变量debt_settlement_flag被删除

2.3.6 删除无用变量

有些变量与其他变量含义相同,需要删除,如title和purpose;emp_title为工作岗位级别,离散程度较大,这里直接删除;zip_code为邮编信息,这里直接删除

len(df_1.emp_title.unique())
var_del_2 = ["emp_title", "zip_code", "title"]
df_1 = df_1.drop(var_del_2, axis=1) 

2.3.7 特殊格式清洗

观察数据类型发现,数据集的数据类型有字符型、浮点型和整型等,其中时间类型也被保存为字符型。变量revol_util(循环信用额度使用率)中包含%,需要进行特殊字符替换并转化为浮点型数据

df_1["revol_util"] = df_1["revol_util"].str.replace("%","").astype("float")

• • • • • • •

▶ [练习任务]:
A. 根据这段数据清洗说明,回答下面几个问题:
(i) 在"2.3.6 删除无用变量"中,哪三个变量被删除?
(ii) 时间类型的数据被保存成了哪种类型?
(iii) 变量 revol_util 指的是什么?
B. 这段数据清洗说明中,变量 revol_util 为什么要先替换字符再转换类型?请简要说明。
后面的记录与作答无关,可以不看。

点标注数据集记录

• • • • • • •

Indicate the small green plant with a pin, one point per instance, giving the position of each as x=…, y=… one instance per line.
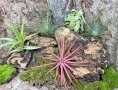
x=109, y=81
x=97, y=29
x=75, y=20
x=37, y=74
x=111, y=78
x=92, y=86
x=18, y=43
x=47, y=28
x=6, y=73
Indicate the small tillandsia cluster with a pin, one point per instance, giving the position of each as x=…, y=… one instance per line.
x=75, y=20
x=65, y=62
x=18, y=43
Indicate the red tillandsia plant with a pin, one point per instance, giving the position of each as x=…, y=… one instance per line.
x=65, y=61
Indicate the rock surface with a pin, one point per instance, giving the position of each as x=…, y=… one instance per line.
x=106, y=10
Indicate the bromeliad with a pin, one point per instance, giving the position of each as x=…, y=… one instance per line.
x=65, y=61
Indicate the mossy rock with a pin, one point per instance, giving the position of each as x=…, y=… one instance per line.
x=6, y=73
x=109, y=82
x=111, y=78
x=39, y=74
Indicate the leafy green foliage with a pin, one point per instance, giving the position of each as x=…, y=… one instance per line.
x=47, y=28
x=38, y=74
x=97, y=29
x=18, y=44
x=111, y=78
x=6, y=72
x=92, y=86
x=109, y=82
x=75, y=20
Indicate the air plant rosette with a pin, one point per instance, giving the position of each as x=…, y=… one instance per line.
x=65, y=61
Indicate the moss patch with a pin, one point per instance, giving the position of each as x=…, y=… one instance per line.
x=109, y=82
x=6, y=73
x=38, y=74
x=111, y=78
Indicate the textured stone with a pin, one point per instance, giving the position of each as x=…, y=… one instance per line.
x=107, y=11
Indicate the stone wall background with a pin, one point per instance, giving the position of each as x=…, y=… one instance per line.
x=107, y=10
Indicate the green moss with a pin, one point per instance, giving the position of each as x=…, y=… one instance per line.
x=109, y=82
x=91, y=86
x=6, y=72
x=111, y=78
x=39, y=74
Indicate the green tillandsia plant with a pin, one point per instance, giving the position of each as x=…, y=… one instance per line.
x=75, y=20
x=17, y=44
x=97, y=29
x=6, y=73
x=47, y=26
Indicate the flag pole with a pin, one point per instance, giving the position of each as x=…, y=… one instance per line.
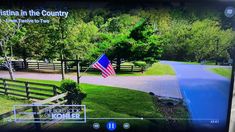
x=92, y=64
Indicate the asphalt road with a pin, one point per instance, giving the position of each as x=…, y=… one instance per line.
x=166, y=86
x=205, y=93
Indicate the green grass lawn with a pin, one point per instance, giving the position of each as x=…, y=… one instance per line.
x=226, y=72
x=8, y=102
x=157, y=69
x=113, y=102
x=197, y=63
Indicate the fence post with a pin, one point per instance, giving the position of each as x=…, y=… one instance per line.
x=53, y=65
x=38, y=65
x=5, y=86
x=27, y=89
x=36, y=117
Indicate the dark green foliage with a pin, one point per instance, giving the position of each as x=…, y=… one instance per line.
x=138, y=34
x=75, y=95
x=140, y=63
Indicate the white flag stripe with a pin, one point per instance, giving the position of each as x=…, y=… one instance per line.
x=110, y=67
x=104, y=69
x=97, y=66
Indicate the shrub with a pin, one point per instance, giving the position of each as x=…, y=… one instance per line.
x=140, y=63
x=75, y=95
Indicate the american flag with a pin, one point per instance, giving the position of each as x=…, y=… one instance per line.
x=103, y=64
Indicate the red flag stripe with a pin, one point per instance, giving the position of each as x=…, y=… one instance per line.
x=98, y=67
x=104, y=69
x=110, y=67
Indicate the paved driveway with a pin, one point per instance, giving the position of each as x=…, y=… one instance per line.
x=166, y=86
x=205, y=93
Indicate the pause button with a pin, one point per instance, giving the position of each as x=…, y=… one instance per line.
x=111, y=126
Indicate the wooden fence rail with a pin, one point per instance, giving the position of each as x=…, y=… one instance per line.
x=57, y=66
x=29, y=90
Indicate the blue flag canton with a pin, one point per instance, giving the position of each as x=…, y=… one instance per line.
x=104, y=61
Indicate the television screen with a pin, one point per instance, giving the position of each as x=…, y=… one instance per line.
x=116, y=65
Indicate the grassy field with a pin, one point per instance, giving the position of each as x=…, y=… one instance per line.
x=197, y=63
x=226, y=72
x=8, y=102
x=157, y=69
x=113, y=102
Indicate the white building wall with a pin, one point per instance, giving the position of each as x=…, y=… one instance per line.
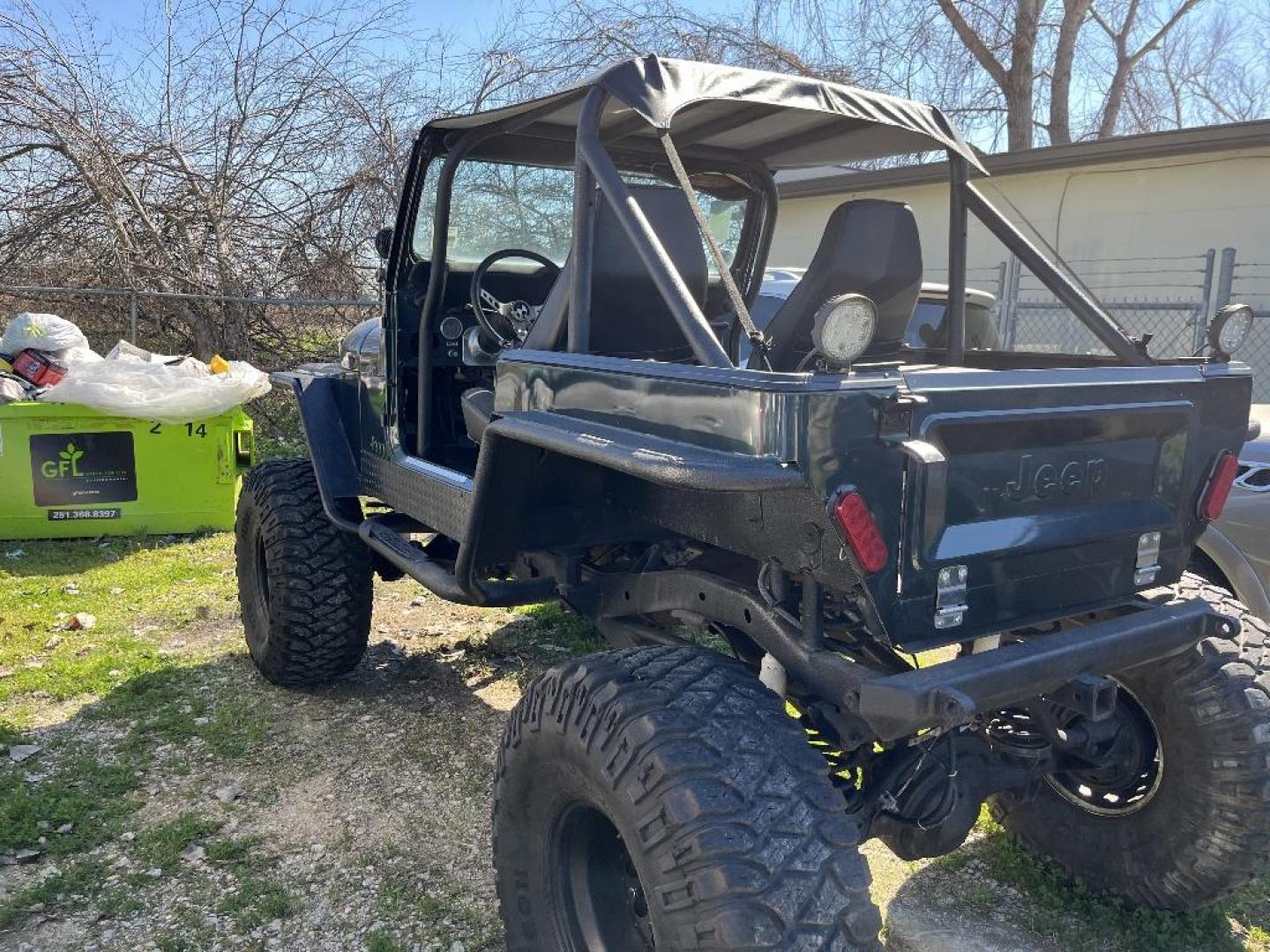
x=1161, y=210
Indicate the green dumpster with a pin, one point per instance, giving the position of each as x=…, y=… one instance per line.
x=68, y=470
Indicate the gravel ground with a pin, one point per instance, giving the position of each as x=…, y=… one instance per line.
x=349, y=818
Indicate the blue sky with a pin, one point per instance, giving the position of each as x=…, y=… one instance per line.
x=464, y=17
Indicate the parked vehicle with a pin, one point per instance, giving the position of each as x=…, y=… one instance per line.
x=771, y=536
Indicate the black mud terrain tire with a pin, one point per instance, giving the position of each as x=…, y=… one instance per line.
x=661, y=799
x=1206, y=828
x=305, y=587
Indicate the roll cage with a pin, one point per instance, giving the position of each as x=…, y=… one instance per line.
x=744, y=127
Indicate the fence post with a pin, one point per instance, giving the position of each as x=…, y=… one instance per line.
x=1224, y=279
x=1204, y=312
x=1009, y=312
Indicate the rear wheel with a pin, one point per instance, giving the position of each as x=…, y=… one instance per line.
x=305, y=587
x=661, y=799
x=1181, y=813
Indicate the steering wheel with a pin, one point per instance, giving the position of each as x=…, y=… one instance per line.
x=505, y=323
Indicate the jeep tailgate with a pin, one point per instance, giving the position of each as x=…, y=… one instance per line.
x=1050, y=480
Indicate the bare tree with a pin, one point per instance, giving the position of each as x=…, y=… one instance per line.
x=245, y=149
x=1132, y=40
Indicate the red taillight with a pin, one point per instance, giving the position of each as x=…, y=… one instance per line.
x=862, y=531
x=1224, y=471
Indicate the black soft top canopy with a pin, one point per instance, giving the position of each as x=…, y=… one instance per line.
x=719, y=112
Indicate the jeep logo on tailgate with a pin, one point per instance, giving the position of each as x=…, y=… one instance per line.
x=1076, y=478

• • • • • • •

▶ [参考答案]:
A.
(i) emp_title、zip_code 和 title。
(ii) 字符型。
(iii) 循环信用额度使用率。

B. revol_util 的值里带有"%"这个特殊字符,所以要先把"%"替换掉。替换后,再把它转换为浮点型数据。